[[ Data open ]]
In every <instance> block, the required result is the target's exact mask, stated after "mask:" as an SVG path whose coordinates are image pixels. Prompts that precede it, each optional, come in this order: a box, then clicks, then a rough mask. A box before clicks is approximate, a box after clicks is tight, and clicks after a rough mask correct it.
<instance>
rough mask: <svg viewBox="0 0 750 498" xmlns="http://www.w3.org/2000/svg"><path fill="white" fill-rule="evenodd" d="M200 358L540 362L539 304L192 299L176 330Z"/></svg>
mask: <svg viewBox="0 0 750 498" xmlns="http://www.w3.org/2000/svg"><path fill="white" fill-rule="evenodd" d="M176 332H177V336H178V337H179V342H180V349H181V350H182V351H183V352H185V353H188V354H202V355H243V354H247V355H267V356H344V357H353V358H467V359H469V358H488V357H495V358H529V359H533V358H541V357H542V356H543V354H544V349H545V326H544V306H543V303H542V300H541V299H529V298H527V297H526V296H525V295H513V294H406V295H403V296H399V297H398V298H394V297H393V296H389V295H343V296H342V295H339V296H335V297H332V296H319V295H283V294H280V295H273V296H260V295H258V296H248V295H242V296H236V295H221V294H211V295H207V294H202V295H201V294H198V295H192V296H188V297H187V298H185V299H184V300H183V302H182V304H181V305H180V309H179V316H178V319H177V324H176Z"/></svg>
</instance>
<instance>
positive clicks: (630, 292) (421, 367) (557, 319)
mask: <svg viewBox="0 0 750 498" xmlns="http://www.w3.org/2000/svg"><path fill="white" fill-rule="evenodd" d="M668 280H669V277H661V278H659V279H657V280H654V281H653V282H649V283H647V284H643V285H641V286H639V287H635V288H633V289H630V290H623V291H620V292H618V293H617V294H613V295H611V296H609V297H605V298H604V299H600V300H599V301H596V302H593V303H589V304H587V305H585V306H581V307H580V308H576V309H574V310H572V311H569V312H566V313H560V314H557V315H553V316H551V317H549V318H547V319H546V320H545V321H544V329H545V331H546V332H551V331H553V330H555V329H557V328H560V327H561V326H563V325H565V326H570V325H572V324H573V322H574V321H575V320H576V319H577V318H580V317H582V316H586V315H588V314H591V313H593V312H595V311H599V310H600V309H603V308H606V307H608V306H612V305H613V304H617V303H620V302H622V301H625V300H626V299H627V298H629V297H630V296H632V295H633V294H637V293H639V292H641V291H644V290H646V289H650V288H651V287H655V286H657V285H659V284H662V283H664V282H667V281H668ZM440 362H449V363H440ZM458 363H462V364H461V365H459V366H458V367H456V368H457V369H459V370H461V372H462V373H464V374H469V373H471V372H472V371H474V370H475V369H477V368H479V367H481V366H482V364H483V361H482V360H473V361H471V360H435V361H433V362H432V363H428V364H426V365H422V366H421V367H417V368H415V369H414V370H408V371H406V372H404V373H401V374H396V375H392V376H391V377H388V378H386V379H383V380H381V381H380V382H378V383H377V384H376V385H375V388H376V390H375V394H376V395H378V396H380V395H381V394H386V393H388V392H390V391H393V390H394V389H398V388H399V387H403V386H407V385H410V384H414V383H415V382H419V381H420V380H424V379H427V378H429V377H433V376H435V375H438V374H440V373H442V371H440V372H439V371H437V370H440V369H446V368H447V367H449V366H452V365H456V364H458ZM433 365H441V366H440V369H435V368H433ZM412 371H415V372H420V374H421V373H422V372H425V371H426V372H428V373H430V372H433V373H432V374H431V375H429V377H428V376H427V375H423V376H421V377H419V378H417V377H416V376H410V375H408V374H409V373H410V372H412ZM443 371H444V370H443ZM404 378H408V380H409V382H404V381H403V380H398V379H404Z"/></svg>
[[ Data closed ]]
■ **Exercise description**: Repeat the data. Keep every word the same.

■ **Response for this exercise**:
In every <instance> block, the required result is the target's exact mask, stated after "mask:" as an SVG path whose coordinates are image pixels. Prompts that precede it, each optional, come in this order: a box, then clicks, then a rough mask. A box before clicks is approximate, a box after clicks is tight, and clicks after a rough mask correct it.
<instance>
rough mask: <svg viewBox="0 0 750 498" xmlns="http://www.w3.org/2000/svg"><path fill="white" fill-rule="evenodd" d="M200 358L540 362L539 304L192 299L176 330Z"/></svg>
mask: <svg viewBox="0 0 750 498" xmlns="http://www.w3.org/2000/svg"><path fill="white" fill-rule="evenodd" d="M176 332H177V336H178V337H179V342H180V349H181V350H182V351H183V352H185V353H188V354H202V355H243V354H247V355H267V356H344V357H353V358H467V359H469V358H488V357H495V358H529V359H533V358H541V357H542V356H543V354H544V349H545V326H544V306H543V303H542V300H541V299H529V298H527V297H526V296H525V295H513V294H406V295H403V296H399V297H398V298H394V297H393V296H389V295H343V296H342V295H339V296H335V297H332V296H319V295H283V294H280V295H273V296H260V295H258V296H248V295H242V296H236V295H221V294H211V295H207V294H202V295H201V294H198V295H192V296H188V297H187V298H185V299H184V300H183V302H182V304H181V305H180V309H179V316H178V319H177V324H176Z"/></svg>
</instance>
<instance>
positive clicks: (630, 292) (421, 367) (557, 319)
mask: <svg viewBox="0 0 750 498" xmlns="http://www.w3.org/2000/svg"><path fill="white" fill-rule="evenodd" d="M668 280H669V277H661V278H659V279H657V280H654V281H653V282H649V283H647V284H643V285H641V286H639V287H635V288H633V289H630V290H623V291H620V292H618V293H617V294H613V295H611V296H609V297H605V298H604V299H600V300H599V301H596V302H593V303H589V304H587V305H585V306H581V307H580V308H576V309H574V310H572V311H569V312H566V313H560V314H557V315H553V316H551V317H549V318H547V319H546V320H545V321H544V329H545V331H546V332H551V331H553V330H555V329H557V328H560V327H561V326H563V325H565V326H570V325H572V324H573V322H574V321H575V320H576V319H577V318H580V317H582V316H586V315H588V314H591V313H593V312H595V311H599V310H600V309H603V308H606V307H608V306H612V305H613V304H617V303H620V302H622V301H625V300H626V299H627V298H629V297H630V296H632V295H633V294H637V293H639V292H641V291H644V290H646V289H650V288H651V287H655V286H657V285H659V284H662V283H664V282H667V281H668ZM440 362H449V363H440ZM458 363H462V364H461V365H459V366H458V367H456V368H457V369H459V370H461V372H462V373H464V374H469V373H471V372H472V371H474V370H475V369H477V368H479V367H481V366H482V364H483V361H482V360H473V361H471V360H435V361H433V362H432V363H428V364H426V365H422V366H421V367H417V368H415V369H414V370H408V371H406V372H404V373H401V374H396V375H392V376H391V377H388V378H386V379H383V380H381V381H380V382H378V383H377V384H376V385H375V388H376V390H375V394H376V395H378V396H380V395H381V394H386V393H388V392H390V391H393V390H394V389H398V388H399V387H403V386H407V385H410V384H414V383H415V382H419V381H420V380H424V379H427V378H429V377H433V376H435V375H438V374H440V373H442V371H440V372H439V371H437V370H440V369H446V368H447V367H449V366H452V365H456V364H458ZM433 365H441V366H440V369H435V368H433ZM412 371H415V372H420V374H421V373H422V372H425V371H426V372H428V373H430V372H433V373H432V374H431V375H429V377H428V376H427V375H423V376H421V377H419V378H417V377H416V376H410V375H408V374H409V373H410V372H412ZM443 371H444V370H443ZM404 378H408V380H409V382H404V381H403V380H398V379H404Z"/></svg>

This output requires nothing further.